> [WRITTEN PROBLEM] Please filter the data below, keeping only the lines that contain the word "Would". Case counts.

── DATA LISTING ──

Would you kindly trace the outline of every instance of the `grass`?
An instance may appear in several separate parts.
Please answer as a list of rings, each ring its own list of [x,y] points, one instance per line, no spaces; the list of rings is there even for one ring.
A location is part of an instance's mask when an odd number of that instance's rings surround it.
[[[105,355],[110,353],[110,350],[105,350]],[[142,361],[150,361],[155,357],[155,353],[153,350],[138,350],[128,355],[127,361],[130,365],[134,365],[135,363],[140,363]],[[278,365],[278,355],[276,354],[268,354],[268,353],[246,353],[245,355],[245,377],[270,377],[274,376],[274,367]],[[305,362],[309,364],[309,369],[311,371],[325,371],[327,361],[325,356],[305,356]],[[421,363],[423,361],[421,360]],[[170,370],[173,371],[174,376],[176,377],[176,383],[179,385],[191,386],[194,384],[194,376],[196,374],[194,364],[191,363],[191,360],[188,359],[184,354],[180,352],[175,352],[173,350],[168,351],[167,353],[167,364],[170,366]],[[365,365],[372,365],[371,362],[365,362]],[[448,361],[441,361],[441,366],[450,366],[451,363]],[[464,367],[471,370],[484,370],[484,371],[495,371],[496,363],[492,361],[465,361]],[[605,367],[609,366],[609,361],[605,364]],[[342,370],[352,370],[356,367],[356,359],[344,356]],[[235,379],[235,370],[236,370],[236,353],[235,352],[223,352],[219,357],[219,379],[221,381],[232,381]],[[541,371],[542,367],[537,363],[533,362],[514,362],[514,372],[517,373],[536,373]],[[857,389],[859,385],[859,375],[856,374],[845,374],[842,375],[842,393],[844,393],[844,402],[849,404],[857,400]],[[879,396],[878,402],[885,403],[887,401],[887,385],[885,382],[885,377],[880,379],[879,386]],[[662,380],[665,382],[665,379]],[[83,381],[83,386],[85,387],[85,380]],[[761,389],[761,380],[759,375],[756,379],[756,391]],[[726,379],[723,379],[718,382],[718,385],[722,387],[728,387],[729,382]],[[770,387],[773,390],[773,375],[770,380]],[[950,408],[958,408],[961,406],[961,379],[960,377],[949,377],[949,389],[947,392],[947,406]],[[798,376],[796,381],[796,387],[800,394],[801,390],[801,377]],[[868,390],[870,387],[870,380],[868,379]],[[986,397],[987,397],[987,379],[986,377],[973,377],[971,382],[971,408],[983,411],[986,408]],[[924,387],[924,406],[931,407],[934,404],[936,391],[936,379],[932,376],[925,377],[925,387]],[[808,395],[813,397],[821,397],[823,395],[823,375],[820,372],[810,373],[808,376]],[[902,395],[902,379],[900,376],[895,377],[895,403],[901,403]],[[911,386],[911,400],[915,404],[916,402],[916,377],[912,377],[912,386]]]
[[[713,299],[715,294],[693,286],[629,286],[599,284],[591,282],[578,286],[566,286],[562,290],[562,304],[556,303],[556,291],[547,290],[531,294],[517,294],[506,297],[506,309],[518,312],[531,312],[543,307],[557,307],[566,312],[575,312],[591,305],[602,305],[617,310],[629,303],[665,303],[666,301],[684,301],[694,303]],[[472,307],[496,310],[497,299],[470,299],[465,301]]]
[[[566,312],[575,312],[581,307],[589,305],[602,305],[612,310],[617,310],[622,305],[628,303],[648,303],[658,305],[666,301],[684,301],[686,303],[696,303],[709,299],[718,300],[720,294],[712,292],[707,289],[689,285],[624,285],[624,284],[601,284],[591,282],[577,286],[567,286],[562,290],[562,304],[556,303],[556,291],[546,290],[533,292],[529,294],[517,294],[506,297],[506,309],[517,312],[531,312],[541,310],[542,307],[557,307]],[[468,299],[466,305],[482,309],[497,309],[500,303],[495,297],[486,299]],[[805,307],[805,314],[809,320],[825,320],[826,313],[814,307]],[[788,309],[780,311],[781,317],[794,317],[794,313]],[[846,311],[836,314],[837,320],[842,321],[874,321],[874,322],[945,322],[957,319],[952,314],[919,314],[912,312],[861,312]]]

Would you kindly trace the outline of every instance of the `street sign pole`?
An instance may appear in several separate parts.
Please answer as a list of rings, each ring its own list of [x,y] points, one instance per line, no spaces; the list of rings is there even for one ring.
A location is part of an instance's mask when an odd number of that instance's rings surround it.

───
── DATA LISTING ──

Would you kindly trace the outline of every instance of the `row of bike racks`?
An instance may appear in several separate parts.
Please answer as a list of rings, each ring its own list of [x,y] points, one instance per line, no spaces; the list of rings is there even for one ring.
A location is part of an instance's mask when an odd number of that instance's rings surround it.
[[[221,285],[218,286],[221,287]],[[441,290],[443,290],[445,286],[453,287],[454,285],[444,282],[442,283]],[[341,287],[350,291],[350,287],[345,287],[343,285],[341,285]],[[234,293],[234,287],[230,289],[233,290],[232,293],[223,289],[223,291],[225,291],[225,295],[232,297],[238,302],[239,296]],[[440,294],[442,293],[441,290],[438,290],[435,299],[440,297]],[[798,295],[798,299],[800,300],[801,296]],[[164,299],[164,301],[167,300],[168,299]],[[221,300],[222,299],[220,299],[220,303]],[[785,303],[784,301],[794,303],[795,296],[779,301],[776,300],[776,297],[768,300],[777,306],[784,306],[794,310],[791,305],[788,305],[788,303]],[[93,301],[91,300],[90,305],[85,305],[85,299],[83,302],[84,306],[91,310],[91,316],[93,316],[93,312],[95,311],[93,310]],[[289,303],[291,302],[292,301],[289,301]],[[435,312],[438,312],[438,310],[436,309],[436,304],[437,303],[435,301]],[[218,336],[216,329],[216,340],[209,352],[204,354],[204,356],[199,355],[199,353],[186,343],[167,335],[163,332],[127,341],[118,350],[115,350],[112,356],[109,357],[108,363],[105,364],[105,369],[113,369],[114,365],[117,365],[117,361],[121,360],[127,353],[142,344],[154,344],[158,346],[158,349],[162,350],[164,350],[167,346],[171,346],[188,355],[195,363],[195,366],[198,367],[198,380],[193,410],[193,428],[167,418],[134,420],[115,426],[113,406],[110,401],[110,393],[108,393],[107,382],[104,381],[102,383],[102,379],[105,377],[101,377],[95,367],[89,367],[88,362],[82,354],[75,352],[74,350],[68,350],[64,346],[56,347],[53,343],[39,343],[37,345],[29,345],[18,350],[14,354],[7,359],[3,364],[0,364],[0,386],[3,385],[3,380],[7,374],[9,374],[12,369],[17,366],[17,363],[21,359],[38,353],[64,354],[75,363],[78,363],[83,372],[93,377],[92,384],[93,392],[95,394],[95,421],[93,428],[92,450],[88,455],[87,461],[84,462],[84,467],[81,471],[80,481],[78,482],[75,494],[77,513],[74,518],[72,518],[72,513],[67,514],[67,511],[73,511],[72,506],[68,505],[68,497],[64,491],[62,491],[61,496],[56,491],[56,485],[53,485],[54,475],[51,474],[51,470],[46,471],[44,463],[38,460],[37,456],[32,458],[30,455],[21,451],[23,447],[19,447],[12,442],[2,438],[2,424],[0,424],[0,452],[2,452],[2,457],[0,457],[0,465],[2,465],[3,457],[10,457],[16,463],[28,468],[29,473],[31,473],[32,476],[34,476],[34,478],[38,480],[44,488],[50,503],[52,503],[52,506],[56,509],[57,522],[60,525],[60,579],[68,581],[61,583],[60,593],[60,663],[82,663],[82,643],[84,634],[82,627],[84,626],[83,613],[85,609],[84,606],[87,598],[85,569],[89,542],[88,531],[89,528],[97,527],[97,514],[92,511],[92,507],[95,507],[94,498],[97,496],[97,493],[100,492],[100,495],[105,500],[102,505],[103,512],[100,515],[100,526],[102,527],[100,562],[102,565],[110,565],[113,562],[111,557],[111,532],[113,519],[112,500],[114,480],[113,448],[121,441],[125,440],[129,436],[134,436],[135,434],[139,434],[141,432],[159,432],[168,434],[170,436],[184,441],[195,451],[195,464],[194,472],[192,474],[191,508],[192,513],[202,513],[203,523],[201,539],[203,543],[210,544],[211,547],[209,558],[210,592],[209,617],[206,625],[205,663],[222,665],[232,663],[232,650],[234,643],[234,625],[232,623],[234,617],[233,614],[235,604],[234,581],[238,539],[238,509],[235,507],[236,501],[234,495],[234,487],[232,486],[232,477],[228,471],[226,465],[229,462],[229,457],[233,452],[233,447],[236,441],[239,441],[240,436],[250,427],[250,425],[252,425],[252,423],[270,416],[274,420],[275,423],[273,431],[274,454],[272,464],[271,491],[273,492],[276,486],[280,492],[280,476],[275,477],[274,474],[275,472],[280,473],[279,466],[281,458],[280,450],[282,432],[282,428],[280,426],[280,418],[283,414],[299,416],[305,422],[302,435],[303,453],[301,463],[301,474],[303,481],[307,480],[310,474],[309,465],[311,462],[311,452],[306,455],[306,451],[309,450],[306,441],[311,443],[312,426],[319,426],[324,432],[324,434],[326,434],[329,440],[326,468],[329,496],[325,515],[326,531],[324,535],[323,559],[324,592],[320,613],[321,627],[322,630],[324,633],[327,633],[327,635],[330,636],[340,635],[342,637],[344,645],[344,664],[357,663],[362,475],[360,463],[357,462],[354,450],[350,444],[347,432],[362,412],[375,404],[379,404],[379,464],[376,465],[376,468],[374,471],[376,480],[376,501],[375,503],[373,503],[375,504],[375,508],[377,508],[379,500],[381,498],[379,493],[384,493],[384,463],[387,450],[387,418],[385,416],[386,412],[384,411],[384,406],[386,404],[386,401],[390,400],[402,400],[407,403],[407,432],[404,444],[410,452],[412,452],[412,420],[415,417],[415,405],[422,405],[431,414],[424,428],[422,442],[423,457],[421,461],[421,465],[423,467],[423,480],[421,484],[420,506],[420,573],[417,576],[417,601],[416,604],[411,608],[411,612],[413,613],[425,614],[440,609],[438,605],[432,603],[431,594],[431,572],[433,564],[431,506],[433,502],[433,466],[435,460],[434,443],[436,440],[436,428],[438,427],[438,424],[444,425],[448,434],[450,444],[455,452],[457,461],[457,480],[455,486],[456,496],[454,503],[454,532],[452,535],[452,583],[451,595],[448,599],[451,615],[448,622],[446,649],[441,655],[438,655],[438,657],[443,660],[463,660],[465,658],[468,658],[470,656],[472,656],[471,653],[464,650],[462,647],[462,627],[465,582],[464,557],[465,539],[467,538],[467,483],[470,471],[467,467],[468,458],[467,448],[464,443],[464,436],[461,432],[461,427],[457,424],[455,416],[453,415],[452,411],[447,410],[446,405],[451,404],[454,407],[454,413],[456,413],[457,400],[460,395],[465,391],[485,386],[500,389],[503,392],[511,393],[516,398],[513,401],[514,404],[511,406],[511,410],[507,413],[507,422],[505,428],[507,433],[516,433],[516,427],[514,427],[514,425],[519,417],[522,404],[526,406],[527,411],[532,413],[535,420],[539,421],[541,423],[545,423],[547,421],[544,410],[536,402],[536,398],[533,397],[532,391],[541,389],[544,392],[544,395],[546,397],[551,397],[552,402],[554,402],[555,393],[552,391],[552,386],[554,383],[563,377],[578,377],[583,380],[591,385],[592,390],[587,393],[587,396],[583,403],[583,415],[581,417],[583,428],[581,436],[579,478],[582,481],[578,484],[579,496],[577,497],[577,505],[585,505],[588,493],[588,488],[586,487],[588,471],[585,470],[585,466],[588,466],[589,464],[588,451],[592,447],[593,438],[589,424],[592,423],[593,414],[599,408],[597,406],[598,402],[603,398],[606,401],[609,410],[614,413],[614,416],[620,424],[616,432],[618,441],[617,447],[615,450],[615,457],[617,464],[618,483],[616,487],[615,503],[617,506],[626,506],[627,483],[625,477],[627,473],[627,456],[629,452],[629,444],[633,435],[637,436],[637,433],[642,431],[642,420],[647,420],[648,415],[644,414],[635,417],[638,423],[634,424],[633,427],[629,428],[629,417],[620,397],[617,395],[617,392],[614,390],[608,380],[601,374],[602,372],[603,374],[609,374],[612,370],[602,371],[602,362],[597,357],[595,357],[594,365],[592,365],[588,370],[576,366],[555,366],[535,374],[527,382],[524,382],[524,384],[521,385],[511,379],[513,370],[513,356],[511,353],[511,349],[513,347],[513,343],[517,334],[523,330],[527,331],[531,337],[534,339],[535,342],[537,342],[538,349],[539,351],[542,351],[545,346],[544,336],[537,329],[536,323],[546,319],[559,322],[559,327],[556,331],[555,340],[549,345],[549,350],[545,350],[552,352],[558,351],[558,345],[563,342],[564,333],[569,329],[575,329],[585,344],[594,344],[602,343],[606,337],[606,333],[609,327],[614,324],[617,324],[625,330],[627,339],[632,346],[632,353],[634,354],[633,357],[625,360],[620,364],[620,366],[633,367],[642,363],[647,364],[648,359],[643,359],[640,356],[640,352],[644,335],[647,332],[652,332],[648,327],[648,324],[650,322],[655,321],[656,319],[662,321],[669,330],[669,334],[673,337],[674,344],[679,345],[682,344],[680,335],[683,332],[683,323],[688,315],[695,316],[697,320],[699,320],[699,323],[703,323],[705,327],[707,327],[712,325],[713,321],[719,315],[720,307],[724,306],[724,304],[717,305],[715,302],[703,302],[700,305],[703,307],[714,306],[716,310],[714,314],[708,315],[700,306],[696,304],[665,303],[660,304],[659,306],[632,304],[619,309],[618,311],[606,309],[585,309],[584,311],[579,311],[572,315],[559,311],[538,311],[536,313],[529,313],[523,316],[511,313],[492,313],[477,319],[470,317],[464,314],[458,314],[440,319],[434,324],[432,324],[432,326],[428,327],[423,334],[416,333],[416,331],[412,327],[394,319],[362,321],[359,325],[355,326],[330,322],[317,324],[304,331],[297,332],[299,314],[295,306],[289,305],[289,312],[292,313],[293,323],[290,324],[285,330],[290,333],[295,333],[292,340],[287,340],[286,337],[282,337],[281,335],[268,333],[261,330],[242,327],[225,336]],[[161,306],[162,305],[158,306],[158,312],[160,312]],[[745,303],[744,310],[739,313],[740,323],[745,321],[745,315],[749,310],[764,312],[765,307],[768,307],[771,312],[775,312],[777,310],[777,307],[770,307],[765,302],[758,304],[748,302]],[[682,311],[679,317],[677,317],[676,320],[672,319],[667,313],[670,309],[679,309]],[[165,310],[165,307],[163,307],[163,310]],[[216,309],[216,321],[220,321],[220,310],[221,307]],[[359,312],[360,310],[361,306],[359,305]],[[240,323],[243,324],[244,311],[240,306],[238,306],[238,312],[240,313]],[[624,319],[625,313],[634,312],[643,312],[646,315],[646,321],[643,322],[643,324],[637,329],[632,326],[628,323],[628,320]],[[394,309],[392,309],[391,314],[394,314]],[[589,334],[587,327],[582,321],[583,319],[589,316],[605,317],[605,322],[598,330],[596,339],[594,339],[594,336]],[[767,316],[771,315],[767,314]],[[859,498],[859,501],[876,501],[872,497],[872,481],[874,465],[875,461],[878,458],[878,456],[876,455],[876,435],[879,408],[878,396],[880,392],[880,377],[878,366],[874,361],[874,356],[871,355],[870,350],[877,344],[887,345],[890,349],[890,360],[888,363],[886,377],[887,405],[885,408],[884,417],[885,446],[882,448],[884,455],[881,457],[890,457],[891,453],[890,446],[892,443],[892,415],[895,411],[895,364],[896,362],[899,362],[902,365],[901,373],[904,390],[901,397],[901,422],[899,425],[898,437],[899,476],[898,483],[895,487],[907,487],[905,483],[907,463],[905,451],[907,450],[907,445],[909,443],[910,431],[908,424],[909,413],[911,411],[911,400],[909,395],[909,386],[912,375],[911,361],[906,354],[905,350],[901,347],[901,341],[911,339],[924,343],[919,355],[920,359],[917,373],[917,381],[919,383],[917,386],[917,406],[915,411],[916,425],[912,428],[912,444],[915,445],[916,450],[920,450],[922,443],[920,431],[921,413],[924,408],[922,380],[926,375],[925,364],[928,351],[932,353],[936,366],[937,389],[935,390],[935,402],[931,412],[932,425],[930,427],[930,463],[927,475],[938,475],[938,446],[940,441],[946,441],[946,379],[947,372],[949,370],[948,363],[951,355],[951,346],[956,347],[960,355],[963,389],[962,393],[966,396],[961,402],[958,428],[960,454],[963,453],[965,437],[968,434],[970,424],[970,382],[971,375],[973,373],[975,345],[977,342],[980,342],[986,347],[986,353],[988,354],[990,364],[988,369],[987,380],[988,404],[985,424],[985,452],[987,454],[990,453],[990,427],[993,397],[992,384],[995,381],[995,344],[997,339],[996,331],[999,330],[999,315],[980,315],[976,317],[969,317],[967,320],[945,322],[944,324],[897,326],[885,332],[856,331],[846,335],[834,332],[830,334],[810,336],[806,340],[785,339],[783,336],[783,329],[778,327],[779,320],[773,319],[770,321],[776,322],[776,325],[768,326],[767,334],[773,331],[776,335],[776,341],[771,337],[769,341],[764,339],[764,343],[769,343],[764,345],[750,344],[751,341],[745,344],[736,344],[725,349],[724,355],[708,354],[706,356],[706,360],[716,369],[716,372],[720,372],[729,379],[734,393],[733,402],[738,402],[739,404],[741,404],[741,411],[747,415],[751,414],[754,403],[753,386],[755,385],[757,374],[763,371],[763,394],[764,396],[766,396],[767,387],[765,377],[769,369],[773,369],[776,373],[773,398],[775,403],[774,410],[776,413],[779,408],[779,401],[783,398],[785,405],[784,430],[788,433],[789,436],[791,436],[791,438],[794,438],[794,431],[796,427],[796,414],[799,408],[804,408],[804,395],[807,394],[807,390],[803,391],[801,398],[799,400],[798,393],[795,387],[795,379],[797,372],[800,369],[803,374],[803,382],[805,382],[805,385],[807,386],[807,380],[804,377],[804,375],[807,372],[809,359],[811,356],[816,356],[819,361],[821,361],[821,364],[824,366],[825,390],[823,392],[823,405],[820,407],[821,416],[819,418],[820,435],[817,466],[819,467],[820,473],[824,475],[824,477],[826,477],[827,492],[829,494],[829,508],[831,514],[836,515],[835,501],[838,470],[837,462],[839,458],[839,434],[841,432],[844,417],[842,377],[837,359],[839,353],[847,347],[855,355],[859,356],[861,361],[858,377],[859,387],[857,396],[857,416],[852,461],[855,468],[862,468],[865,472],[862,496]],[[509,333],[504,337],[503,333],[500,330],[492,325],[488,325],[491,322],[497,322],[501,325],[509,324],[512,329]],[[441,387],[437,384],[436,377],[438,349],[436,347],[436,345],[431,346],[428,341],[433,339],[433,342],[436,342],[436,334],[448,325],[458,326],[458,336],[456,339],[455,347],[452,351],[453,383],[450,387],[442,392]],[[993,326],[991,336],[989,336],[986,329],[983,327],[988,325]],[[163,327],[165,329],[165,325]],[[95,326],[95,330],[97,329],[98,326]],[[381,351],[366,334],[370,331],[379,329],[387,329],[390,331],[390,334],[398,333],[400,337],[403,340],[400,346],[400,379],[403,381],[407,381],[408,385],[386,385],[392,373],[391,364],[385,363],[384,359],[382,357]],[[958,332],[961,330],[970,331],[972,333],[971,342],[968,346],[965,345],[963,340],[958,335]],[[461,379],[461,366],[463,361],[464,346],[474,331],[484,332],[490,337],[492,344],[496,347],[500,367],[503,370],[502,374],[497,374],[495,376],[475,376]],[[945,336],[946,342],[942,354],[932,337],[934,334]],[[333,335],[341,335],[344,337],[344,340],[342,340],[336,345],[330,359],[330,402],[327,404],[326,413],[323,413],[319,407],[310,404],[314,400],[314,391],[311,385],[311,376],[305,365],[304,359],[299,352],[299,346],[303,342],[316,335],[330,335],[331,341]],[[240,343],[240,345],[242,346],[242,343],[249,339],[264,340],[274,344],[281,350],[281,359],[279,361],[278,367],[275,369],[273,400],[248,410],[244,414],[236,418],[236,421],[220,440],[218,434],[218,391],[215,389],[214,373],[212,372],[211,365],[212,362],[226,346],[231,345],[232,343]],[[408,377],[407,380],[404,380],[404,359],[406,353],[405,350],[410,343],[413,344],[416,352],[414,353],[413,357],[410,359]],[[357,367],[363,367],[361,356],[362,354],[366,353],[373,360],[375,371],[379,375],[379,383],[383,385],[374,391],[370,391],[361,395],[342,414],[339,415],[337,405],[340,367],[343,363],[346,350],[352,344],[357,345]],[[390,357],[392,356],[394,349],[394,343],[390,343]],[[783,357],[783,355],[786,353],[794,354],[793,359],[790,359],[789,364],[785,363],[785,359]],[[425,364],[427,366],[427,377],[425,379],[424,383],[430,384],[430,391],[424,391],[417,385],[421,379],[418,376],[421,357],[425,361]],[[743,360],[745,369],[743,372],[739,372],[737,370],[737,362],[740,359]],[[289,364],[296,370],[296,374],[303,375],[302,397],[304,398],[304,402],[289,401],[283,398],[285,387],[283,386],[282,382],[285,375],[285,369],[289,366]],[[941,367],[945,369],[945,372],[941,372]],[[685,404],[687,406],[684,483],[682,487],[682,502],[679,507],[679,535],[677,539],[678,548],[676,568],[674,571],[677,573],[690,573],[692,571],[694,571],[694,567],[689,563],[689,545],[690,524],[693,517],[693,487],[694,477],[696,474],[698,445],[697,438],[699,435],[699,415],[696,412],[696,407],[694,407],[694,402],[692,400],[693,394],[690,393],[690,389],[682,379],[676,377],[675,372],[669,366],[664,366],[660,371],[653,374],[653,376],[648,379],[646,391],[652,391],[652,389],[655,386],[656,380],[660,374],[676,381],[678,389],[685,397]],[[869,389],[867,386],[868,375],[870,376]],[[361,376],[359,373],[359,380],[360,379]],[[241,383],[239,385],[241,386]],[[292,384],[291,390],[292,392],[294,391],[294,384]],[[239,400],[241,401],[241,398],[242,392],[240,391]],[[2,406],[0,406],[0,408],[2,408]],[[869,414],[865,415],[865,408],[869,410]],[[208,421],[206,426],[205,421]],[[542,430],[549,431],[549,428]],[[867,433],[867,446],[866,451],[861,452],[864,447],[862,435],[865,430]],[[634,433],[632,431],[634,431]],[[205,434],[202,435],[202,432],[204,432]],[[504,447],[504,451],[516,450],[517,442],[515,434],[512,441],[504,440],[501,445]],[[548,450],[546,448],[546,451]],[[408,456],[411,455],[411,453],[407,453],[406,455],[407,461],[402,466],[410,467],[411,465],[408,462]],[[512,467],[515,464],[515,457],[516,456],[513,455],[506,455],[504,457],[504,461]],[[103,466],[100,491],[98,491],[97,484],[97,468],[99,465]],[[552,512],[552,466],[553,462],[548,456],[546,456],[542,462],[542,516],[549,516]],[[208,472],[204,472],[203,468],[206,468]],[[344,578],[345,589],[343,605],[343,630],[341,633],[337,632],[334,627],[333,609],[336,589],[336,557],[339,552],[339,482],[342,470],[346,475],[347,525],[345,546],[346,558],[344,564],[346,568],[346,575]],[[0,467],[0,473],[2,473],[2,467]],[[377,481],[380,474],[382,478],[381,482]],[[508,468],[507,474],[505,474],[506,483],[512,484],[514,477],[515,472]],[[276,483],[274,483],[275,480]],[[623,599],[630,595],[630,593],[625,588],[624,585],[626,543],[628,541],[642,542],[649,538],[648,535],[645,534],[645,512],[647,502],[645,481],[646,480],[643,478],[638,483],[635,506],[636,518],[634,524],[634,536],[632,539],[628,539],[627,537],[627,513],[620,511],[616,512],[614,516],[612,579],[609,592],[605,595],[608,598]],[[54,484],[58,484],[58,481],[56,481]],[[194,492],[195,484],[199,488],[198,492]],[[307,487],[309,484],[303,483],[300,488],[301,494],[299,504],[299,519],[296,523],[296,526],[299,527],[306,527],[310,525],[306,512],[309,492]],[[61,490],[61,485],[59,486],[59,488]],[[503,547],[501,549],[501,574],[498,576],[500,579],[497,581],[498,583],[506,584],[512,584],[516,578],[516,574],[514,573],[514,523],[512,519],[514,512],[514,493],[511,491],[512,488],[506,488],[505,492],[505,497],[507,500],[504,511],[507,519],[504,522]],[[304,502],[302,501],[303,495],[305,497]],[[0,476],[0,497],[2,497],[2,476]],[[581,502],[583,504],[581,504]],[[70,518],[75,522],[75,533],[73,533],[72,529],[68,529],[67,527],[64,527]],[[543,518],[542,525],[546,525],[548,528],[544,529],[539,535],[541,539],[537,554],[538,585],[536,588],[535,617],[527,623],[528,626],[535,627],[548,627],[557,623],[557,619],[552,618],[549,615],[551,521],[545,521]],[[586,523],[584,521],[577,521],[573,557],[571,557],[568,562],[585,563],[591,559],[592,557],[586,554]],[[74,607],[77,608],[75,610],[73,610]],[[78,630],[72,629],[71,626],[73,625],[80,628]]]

───

> [FINISHED ANSWER]
Would you kindly trace the outline of every instance of the `grass`?
Would you kindly trace the outline of every instance of the `street sign pole`?
Would you kindly trace the outline of every instance of the `row of bike racks`?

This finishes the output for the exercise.